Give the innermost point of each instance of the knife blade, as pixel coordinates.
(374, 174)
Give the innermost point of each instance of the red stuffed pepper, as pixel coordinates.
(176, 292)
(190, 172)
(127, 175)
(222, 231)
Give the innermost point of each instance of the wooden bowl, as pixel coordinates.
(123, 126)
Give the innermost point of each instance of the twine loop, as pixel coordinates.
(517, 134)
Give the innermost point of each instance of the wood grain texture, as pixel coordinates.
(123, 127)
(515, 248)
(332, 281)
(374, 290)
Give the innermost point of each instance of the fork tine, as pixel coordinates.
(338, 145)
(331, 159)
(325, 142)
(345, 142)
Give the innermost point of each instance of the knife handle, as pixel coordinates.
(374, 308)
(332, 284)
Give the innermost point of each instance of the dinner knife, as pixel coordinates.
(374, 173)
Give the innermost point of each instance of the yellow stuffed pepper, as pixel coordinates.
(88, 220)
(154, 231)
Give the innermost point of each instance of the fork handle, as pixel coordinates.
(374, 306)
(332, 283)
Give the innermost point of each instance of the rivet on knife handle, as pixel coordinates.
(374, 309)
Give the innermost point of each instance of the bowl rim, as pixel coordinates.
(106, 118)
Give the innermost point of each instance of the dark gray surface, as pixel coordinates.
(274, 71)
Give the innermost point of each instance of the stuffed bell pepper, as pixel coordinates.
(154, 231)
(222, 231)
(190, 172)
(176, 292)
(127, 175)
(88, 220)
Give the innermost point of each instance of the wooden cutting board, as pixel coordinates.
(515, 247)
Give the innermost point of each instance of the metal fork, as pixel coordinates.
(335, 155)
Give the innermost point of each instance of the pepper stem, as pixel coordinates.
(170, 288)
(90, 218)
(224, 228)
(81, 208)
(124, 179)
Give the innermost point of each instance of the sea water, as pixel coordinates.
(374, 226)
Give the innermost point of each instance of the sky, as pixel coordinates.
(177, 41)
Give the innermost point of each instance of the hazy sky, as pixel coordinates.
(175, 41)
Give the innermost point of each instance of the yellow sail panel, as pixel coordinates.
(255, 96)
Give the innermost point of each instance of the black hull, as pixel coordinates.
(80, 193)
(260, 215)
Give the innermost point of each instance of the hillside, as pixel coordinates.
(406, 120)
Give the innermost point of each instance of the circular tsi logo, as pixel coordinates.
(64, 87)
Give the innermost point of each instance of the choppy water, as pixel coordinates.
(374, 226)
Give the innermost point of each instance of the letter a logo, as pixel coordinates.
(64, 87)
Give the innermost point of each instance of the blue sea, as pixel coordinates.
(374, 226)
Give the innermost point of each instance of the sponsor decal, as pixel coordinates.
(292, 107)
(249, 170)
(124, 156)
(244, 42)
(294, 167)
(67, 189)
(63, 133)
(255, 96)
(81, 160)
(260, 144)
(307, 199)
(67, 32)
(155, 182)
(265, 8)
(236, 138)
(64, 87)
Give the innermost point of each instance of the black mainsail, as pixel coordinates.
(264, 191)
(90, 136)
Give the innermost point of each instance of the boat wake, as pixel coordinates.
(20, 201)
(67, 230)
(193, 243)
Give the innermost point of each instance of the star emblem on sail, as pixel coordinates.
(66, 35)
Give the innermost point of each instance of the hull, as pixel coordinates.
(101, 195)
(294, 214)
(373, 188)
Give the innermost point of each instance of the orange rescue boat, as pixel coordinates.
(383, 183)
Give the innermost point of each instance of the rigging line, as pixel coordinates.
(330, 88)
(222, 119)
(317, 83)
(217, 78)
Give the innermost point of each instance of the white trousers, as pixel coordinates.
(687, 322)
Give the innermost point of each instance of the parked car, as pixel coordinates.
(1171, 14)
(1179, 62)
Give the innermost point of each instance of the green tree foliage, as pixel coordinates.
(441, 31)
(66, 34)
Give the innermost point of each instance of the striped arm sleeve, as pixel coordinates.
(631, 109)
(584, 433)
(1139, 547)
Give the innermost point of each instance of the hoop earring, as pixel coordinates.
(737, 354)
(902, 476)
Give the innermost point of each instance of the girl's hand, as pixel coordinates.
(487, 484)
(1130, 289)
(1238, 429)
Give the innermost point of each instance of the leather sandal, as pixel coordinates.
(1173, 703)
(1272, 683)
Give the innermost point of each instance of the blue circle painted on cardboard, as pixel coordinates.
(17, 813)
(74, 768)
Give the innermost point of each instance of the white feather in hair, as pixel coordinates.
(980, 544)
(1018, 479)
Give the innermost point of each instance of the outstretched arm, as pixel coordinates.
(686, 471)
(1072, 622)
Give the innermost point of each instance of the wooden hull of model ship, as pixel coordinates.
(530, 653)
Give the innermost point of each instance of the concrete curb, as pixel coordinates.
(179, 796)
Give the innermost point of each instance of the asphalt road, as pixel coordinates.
• • •
What you need to do =>
Copy everything from the line containing "Give the innermost point of each instance of the white feather" down to the end of the entries, keeping the requests word for word. Shift every number in the coordinate answers by -32.

Answer for the task =>
Give the innermost point of each instance of the white feather in hair, as pixel coordinates.
(948, 512)
(986, 447)
Give the innermost point of each instance of the outstretched arm, as pixel coordinates.
(654, 439)
(1040, 590)
Give the innermost point of each instance of the wooden hull of model ship, as pixel coordinates.
(498, 621)
Give the innermost point of each instance of the concrete curb, as pixel coordinates.
(147, 764)
Give the innermost point of each instance of the asphalt road, as pixel coordinates.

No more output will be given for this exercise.